Attorney gets inquiries over care center closure |

Attorney gets inquiries over care center closure

by Christy Chalmers

A Carson City attorney says the pending closure of Valley Meadows Living Center has resulted in inquiries by people interested in lawsuits he is pursuing.

George McNally, who advertised earlier in the year for potential plaintiffs, said people have been calling since state inspectors declared Valley Meadows substandard in two areas and the group running the facility announced plans to close because of financial problems.

“I have been contacted by a number of people regarding the care or lack thereof at Valley Meadows,” said McNally. “As each day goes by, I’m getting one to three calls a day.”

McNally is already handling lawsuits filed in 1997 and 1998 by families of patients who lived at the Gardnerville Ranchos nursing home when it was named Cottonwood Care Center and owned by Carson-Tahoe Hospital.

The hospital has since sold the facility, which was renamed Valley Meadows in February 1998. The current operator, an employee-owned group called Valley Meadows Inc., has run the center since April of this year.

*What you need to do:* Carry on the news article about the Valley Meadows Living Center closure, picking up after its final sentence.

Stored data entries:
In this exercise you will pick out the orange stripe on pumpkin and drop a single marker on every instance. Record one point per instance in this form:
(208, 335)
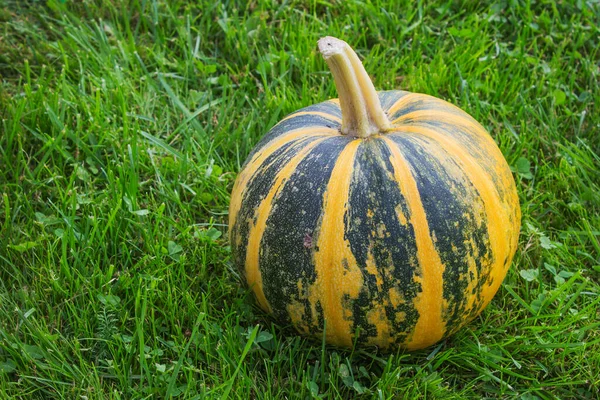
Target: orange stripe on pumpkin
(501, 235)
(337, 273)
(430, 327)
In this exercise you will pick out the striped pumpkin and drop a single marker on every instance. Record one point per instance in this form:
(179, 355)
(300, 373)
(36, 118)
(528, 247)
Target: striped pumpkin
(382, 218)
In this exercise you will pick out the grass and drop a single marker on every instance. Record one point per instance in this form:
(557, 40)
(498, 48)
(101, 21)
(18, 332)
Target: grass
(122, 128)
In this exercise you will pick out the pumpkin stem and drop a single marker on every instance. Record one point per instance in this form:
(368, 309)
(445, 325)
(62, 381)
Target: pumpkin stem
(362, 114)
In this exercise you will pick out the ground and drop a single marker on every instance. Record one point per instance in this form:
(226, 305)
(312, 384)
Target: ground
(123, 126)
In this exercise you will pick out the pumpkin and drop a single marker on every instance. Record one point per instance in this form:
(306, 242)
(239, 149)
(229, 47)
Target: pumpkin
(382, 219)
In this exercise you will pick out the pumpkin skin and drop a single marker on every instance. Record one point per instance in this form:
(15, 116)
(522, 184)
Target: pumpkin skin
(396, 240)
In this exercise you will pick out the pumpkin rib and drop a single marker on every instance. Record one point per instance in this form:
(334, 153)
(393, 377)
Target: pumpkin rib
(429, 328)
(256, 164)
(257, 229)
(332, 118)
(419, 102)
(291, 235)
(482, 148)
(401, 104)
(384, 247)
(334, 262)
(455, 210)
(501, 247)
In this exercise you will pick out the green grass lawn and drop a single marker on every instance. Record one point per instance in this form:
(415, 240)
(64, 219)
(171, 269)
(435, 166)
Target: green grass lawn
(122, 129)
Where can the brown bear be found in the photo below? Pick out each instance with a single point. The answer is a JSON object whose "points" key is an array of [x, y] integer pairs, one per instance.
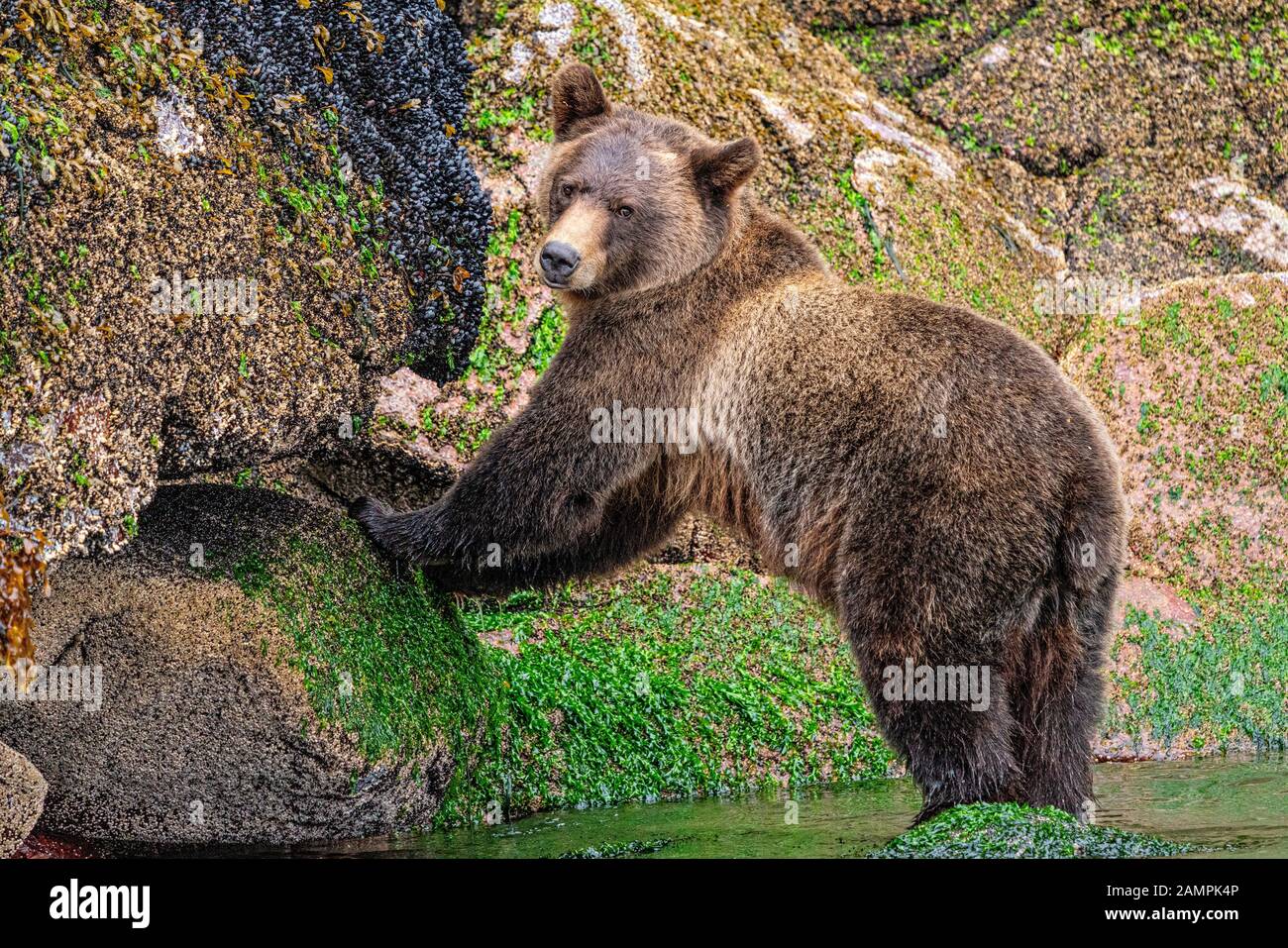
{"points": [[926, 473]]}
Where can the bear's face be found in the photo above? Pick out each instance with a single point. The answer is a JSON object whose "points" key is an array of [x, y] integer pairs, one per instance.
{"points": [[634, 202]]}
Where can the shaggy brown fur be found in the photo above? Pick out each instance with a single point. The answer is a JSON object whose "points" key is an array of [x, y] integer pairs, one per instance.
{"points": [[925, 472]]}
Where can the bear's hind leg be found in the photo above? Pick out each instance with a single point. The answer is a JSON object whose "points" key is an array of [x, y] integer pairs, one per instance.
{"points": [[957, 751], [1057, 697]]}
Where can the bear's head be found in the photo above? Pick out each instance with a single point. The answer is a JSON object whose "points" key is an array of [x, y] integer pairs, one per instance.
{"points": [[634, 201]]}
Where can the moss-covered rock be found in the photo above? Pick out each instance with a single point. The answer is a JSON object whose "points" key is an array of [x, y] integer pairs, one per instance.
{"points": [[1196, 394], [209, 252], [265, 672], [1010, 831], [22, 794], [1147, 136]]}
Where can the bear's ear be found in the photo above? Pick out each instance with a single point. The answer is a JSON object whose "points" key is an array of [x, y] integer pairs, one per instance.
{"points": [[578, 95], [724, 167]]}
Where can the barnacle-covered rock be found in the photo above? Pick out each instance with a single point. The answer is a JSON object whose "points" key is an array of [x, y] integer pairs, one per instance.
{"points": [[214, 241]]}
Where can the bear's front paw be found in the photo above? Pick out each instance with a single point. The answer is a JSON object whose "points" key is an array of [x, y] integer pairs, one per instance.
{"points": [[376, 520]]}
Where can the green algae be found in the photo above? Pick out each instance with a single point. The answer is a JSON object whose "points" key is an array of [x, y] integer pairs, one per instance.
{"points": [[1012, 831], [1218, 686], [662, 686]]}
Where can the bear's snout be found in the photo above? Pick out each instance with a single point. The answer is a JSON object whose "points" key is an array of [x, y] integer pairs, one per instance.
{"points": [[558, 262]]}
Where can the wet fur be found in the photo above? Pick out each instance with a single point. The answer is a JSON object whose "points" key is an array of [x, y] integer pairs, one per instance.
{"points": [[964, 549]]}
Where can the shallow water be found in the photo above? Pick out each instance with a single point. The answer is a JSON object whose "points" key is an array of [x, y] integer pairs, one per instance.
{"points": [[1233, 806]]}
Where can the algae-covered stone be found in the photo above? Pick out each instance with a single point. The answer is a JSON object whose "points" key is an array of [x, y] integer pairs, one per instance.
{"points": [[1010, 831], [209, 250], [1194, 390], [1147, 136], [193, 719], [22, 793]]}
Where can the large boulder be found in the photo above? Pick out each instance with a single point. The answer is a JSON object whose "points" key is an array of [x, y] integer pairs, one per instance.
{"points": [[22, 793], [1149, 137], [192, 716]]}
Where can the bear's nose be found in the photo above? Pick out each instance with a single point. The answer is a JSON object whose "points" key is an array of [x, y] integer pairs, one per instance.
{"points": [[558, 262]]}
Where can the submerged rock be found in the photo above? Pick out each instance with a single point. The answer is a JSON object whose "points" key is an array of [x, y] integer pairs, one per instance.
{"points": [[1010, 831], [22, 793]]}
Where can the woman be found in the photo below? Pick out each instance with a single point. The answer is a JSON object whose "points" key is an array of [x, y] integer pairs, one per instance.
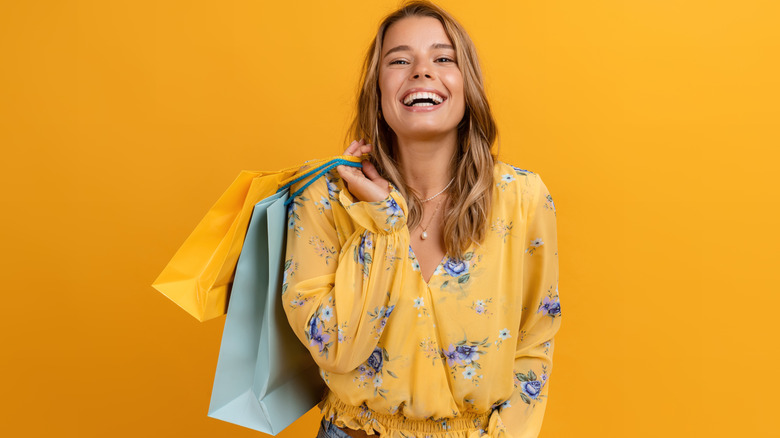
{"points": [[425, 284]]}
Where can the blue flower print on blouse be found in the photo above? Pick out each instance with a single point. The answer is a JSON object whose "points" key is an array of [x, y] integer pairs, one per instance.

*Expected answer:*
In August, McNally began soliciting contact with witnesses or family members of patients who may have suffered abuse at Cottonwood Care Center. He said he planned to use their stories to back legal arguments of negligence and abuse that he contends resulted in two deaths and an amputation involving residents of Cottonwood. McNally has a personal tie to the center – he says his mother lived at Cottonwood for several years until her death in 1996, and he witnessed abusive behavior toward other residents while visiting her.

McNally said he doesn’t expect to meet many more plaintiffs for the Cottonwood suit because of a two-year limit on filing lawsuits that has elapsed for most Cottonwood residents. Cottonwood and Valley Meadows are separate entities, meaning new claims would probably not be litigated with the existing actions.

McNally said he thinks the stories he’s hearing from relatives of Valley Meadows patients will warrant a new lawsuit or suits.

“I think it goes back and reaffirms the allegations of patient neglect when Cottonwood was still the owner,” he said.

McNally said he is in the process of gathering patient records, an effort he described as “tedious” because of conflicting information about the location of the records. In some cases, McNally said he had to use subpoenas to get the records.

Valley Meadows plans to close Dec. 23. State officials will continue to monitor the facility while moving arrangements are made for the patients.